EXERCISE DETAILS ::
Lines to be reproduced exactly: the one that holds "You are given a photograph. Could you point to the pickup" and all those after it through the end of the data. Include no others.

Dataset excerpts ::
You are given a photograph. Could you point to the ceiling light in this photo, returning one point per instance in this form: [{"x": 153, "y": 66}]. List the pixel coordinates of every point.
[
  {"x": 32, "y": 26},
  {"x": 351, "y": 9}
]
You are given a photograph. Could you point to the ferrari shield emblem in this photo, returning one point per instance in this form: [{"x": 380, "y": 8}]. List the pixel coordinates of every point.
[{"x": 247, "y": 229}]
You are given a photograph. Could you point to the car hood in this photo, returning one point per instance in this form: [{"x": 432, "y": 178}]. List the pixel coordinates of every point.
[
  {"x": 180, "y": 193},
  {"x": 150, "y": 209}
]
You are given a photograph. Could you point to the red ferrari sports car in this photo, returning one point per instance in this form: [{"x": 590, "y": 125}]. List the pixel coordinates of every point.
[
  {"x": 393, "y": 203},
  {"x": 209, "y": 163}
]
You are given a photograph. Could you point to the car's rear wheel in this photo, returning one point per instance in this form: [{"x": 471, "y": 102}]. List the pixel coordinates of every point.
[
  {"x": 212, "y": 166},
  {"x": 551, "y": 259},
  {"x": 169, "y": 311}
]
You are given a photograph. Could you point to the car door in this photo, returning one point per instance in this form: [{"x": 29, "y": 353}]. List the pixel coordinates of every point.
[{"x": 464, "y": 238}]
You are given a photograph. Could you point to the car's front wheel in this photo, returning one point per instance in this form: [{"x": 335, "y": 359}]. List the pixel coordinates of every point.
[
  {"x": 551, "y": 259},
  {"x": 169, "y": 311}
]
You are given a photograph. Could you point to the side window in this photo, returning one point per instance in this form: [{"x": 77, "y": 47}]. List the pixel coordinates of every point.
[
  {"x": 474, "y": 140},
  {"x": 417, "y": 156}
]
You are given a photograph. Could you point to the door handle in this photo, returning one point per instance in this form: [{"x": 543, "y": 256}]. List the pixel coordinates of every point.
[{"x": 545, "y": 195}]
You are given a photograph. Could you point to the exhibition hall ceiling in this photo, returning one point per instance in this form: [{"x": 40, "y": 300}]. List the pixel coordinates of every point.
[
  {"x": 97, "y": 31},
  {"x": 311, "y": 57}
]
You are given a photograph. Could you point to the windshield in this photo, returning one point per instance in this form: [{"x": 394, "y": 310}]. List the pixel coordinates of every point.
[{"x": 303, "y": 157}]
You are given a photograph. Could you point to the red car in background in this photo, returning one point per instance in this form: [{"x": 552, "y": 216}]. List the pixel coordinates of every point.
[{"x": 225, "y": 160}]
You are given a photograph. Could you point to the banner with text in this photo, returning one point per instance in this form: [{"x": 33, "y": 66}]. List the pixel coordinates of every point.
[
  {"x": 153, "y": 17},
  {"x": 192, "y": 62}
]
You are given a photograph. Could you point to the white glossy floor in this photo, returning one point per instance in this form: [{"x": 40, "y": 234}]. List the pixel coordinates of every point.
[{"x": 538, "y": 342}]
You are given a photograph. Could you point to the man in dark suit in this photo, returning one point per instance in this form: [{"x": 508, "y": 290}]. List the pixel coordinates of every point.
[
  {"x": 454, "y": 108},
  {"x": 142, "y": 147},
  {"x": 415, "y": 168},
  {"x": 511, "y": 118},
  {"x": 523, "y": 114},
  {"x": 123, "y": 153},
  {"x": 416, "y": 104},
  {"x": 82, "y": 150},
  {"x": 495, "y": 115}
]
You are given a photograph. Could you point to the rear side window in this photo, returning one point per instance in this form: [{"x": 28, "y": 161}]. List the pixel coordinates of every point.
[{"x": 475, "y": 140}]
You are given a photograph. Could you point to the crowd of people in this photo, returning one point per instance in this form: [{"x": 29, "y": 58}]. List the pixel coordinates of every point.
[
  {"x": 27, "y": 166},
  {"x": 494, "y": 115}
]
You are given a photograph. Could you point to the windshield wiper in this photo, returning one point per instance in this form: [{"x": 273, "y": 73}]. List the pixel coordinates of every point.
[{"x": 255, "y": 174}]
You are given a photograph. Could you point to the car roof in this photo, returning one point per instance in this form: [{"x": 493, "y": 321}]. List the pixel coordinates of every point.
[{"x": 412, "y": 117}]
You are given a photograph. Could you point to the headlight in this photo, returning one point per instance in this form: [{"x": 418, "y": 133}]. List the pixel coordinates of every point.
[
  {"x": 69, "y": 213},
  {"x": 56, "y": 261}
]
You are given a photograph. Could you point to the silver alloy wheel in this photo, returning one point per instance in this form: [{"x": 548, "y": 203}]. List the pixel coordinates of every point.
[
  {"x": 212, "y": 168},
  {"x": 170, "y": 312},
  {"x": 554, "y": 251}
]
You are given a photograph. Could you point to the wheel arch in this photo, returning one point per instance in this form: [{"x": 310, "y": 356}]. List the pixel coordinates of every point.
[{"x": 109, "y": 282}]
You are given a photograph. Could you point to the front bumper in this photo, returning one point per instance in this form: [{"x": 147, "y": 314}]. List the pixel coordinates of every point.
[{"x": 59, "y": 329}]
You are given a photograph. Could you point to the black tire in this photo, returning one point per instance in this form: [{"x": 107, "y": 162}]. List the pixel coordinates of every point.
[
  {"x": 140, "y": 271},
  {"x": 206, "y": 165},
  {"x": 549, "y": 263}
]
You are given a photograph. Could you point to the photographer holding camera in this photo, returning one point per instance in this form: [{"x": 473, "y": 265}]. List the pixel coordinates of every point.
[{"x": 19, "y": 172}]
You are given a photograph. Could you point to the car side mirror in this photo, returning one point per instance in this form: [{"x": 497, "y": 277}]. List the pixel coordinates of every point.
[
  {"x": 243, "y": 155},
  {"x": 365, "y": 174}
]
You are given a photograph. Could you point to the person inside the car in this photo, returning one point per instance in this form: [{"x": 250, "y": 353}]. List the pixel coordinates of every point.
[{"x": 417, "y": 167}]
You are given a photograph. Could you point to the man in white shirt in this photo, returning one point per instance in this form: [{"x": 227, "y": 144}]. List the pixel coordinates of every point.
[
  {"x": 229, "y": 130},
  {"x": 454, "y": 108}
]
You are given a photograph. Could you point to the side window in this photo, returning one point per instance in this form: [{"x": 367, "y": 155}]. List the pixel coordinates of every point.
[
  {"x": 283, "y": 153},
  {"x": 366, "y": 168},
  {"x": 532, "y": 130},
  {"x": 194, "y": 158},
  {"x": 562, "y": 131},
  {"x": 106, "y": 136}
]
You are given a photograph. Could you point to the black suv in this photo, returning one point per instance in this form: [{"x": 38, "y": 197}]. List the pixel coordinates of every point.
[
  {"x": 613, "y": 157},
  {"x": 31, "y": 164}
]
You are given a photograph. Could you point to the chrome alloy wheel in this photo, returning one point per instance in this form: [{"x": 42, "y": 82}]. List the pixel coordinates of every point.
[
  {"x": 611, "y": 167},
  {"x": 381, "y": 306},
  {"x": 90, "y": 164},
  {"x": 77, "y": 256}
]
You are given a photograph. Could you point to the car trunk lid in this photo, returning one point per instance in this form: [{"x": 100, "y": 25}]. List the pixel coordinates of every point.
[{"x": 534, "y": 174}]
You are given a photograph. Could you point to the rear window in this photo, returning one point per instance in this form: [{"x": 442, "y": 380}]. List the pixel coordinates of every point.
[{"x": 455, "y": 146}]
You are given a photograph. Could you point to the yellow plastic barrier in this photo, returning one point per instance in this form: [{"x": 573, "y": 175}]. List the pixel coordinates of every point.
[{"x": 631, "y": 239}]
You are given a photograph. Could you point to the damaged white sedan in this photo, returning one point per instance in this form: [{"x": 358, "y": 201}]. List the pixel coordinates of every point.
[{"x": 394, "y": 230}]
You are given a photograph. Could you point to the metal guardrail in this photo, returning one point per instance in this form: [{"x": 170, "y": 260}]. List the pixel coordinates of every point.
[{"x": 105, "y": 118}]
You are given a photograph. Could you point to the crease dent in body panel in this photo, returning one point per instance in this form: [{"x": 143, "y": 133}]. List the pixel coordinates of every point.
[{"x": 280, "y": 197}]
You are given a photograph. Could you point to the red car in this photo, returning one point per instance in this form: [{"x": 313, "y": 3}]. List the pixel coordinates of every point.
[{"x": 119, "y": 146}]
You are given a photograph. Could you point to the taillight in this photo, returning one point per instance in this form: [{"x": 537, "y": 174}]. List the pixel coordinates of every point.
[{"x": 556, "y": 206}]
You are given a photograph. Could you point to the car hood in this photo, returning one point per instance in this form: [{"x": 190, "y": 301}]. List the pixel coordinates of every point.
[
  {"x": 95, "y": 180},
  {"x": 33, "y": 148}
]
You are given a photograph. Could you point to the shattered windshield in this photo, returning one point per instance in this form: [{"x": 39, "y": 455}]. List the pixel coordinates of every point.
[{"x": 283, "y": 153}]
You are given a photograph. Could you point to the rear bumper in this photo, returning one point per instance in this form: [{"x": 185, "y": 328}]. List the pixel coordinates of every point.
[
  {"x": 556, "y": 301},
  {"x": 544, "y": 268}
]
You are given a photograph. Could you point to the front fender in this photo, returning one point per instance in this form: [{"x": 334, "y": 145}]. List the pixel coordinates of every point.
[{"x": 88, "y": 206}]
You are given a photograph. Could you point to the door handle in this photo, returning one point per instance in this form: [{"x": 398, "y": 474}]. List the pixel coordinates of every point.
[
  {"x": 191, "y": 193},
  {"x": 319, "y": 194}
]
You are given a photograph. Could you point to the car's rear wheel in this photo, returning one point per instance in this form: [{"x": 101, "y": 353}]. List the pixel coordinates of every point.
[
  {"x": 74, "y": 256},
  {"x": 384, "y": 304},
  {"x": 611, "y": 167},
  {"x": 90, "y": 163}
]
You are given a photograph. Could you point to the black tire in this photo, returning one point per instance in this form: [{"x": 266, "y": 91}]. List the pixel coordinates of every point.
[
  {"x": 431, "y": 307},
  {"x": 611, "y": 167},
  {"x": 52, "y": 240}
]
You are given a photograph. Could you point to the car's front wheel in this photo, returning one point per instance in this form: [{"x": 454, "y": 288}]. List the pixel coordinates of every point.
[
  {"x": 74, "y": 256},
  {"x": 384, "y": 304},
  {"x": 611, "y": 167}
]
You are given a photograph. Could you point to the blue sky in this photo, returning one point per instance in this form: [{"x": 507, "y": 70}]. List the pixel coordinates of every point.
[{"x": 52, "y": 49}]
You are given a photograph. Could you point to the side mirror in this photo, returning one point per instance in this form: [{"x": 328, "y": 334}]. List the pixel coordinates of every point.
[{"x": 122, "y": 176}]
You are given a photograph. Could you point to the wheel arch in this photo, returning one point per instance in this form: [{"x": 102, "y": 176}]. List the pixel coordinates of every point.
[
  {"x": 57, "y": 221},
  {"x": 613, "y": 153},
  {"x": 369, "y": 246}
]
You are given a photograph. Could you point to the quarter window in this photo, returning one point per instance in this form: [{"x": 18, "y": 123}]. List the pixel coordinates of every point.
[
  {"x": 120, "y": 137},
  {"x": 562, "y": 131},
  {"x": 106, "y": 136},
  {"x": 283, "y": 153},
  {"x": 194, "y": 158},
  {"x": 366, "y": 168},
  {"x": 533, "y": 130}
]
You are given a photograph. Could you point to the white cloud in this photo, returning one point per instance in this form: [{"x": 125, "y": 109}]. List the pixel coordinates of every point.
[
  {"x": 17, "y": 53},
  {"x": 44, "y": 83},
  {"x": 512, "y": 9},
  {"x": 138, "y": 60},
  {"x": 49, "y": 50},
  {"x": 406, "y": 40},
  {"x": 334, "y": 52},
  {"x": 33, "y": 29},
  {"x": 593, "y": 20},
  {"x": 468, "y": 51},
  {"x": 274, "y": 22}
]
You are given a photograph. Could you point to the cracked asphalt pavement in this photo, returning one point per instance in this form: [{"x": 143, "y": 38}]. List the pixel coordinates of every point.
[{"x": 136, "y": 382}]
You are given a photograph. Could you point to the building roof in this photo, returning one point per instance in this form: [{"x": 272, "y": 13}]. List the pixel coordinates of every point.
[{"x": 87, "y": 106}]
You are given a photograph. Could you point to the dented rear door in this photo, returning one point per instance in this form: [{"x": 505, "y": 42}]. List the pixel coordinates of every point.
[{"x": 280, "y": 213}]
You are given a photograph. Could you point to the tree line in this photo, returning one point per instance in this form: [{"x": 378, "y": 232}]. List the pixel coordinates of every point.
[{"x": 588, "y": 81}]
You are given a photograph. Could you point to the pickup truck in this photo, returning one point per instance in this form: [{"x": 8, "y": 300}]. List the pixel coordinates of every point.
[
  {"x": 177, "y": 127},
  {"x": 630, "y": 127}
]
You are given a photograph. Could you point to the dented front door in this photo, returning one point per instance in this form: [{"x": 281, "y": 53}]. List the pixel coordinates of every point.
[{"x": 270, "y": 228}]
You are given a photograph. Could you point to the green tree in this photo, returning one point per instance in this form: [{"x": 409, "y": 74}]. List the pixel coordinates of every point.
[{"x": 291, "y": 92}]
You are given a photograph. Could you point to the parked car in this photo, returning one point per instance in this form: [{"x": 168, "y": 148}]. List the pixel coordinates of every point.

EXERCISE RESPONSE ::
You are given a photograph. Could you point to the pickup truck in this photo, returning one point per instance in this form: [{"x": 8, "y": 300}]. List the pixel coordinates of every point.
[
  {"x": 177, "y": 127},
  {"x": 630, "y": 127}
]
You are given a photograph. Could you point to the dented front door in this photo, returning one point per instance in this form: [{"x": 281, "y": 53}]. List the pixel coordinates of every point.
[{"x": 270, "y": 228}]
You are given a photograph. Could you point to the green tree in this photo, returning one point per instance in this form: [{"x": 409, "y": 74}]. List the pixel coordinates of every point.
[{"x": 291, "y": 92}]
You are given a photograph. Could you point to the parked car in this photo, returning one point per instance in this form: [{"x": 168, "y": 148}]. List the pixel coordinates of every point.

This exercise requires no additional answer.